AIM OF THE TASK:
Drop the pictures, then extract the listing word for word.

EXCERPTED DATA:

----------

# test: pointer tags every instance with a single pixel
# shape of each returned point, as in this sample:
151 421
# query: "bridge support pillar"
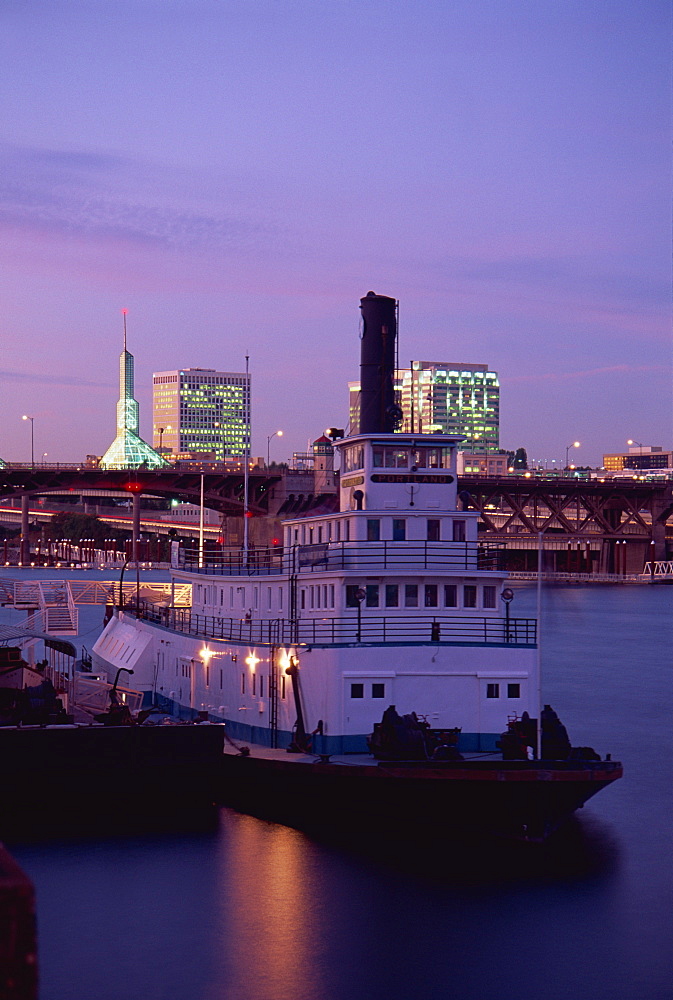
25 541
661 508
136 526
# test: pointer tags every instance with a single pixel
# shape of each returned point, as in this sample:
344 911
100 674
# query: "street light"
268 445
32 437
575 444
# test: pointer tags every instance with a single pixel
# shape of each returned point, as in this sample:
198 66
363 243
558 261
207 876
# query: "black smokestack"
379 414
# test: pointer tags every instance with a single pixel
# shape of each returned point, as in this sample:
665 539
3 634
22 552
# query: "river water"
258 911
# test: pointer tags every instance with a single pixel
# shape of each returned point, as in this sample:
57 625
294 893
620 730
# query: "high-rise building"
438 396
200 411
128 450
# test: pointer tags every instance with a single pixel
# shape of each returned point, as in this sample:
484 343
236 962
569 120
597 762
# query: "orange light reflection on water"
271 912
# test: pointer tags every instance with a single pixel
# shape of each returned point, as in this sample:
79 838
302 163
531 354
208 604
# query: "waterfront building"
200 411
445 398
128 450
640 457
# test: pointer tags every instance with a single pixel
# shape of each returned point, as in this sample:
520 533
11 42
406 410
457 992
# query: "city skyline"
238 183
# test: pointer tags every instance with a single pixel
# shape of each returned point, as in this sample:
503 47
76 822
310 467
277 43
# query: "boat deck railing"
351 556
461 630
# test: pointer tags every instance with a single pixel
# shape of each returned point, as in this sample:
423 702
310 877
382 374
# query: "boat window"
396 458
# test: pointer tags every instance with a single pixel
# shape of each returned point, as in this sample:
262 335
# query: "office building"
641 458
200 412
438 396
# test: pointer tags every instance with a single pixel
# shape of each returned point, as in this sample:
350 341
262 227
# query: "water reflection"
271 917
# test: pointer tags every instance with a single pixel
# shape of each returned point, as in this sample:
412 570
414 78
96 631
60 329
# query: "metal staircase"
51 601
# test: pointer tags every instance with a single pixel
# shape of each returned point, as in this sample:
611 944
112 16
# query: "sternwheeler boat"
370 664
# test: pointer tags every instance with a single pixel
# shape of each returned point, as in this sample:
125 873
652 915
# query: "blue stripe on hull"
357 743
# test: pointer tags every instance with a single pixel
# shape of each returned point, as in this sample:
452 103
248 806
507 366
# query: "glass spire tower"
128 450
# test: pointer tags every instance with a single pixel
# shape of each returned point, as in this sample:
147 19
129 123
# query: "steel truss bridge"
516 510
223 491
591 514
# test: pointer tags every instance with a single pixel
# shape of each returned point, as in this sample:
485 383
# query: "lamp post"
268 445
32 437
575 444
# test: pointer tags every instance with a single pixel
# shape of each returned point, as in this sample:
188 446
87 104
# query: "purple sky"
238 173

----------

COMPLETED TASK:
# test: pointer tags every instance with a single pixel
# shape of each returned point, as in this sample:
151 421
# query: "bridge support pillar"
25 541
661 508
136 526
# test: pointer tags every instance with a single pixel
# shape of each returned point, as in this sample:
344 911
100 674
# query: "street light"
268 445
32 437
575 444
# test: pointer tags every instance with a single pixel
# shape of each returned point, as in this sample:
198 66
363 243
558 261
207 876
# query: "black smokestack"
379 414
# test: pointer tags every instance with a single pixel
# shape of each returned point, as in this sample:
665 539
3 634
22 552
# query: "river water"
258 911
# test: pointer tags every instance with a single pixel
# shape of each returned point, as in this sample:
57 625
294 893
620 730
# query: "high-rise building"
438 396
200 411
128 450
# test: pointer tags every instance with a single pixel
# shape of each returned point, as in this sample:
484 343
236 962
569 120
597 762
# query: "orange light reflection on water"
271 912
# test: pointer tags every instance with a single pixel
# shape of each returned point, as in this sample:
79 838
302 163
531 354
208 604
# query: "waterfront building"
200 411
445 398
128 450
640 457
# test: pointer tags every instance with a single pixel
# shape of each returned point, as in this sample:
520 533
11 42
406 410
457 992
# query: "city skyline"
238 183
# test: pointer tags every instance with a single pixel
# shape of each returned point, as in this sample:
503 47
76 822
310 467
277 43
# query: "boat deck railing"
351 556
461 630
# test: pointer tags every instance with a single pixel
# shape of each returned point, as in this sample:
423 702
310 877
382 374
# query: "boat window"
396 458
# test: pointer tags every instance with a single pixel
# shape of each returned point, as in this sample:
262 335
# query: "office building"
641 458
200 412
438 396
# test: pointer tags every instance with a single pixel
# shape of each returned point, as in this sample:
350 341
262 227
# query: "water reflection"
271 917
# test: pointer tags every instance with a single pixel
# shape of each returned point, as in this sample:
412 570
414 78
96 631
60 329
# query: "metal staircase"
51 601
# test: pointer tags every instance with a single pixel
# shape of each returned point, as in this sample:
611 944
112 16
# query: "sternwheeler boat"
370 664
# test: pointer tags every instance with a single pixel
# shape of each returned point, as in this sample:
125 873
652 915
# query: "blue stripe on hull"
357 743
# test: pointer tags every instance with a single pixel
# shape of each returned point, as in this sample:
452 103
248 806
507 366
# query: "glass spire tower"
128 450
# test: pointer tags every instance with a single pixel
# shape of each returned point, as in this sample:
147 19
129 123
# query: "steel truss bridge"
516 510
223 491
591 514
# test: pointer tags every instance with a single pixel
# shape of each returned point, as in this sample:
485 383
# query: "lamp post"
268 445
32 437
575 444
# test: pointer tags every instance with a single pixel
# shape of each returned point, as in this sample:
188 446
87 104
# query: "purple sky"
238 173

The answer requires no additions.